=== Begin Enclosure ===

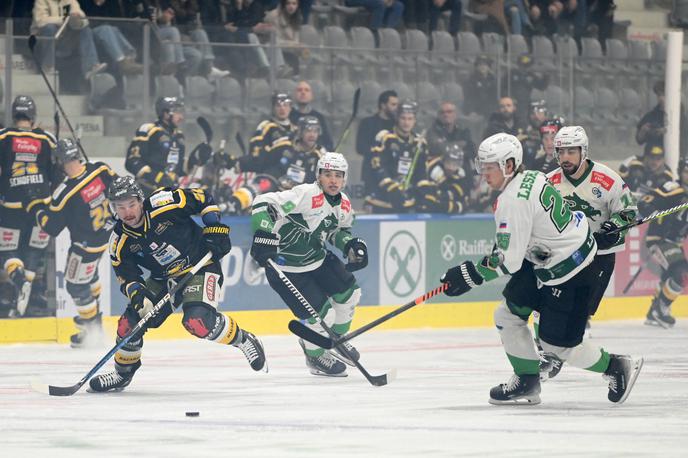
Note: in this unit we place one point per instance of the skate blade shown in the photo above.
(637, 365)
(325, 374)
(522, 401)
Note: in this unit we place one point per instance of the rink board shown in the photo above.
(408, 254)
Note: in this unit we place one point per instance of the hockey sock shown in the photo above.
(585, 355)
(517, 341)
(344, 305)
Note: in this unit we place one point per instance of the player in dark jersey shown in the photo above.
(158, 234)
(80, 204)
(25, 177)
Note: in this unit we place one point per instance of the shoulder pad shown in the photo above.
(161, 198)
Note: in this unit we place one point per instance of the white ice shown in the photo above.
(436, 407)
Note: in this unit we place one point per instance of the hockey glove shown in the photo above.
(356, 252)
(461, 279)
(216, 237)
(264, 247)
(140, 298)
(604, 239)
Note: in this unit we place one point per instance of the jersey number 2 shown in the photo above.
(559, 212)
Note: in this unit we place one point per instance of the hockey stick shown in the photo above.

=== End Enclosure ===

Your objective:
Without the pictures, copy all of the entries exactly as they appear.

Task response:
Note: in this unit we place one point per instance of the skate blade shown in the photo above.
(637, 365)
(325, 374)
(522, 401)
Note: in this unit we place one point per instance of the rink board shown in the photo above.
(408, 254)
Note: in this unit we place one point per instance of the hockey sock shown in the photo above.
(585, 355)
(517, 341)
(344, 305)
Note: in this unit we place one point per instance of the player in dark jersey shown in the photo above.
(158, 234)
(80, 204)
(25, 177)
Note: in this unit we place one point per instance of the shoulder pad shown in the photo above.
(161, 198)
Note: in this unit we place one point per instance of the white ice shown in the photo above.
(436, 407)
Note: in this unit we place one point per instance of the hockey glove shown in the photo above.
(356, 252)
(461, 279)
(216, 237)
(264, 247)
(140, 298)
(604, 239)
Note: in this unit we place one point per instance of the jersey number 2 shown in the photo above.
(559, 212)
Note: in this unit we place one point per instance of the hockey stick shown in the photo above.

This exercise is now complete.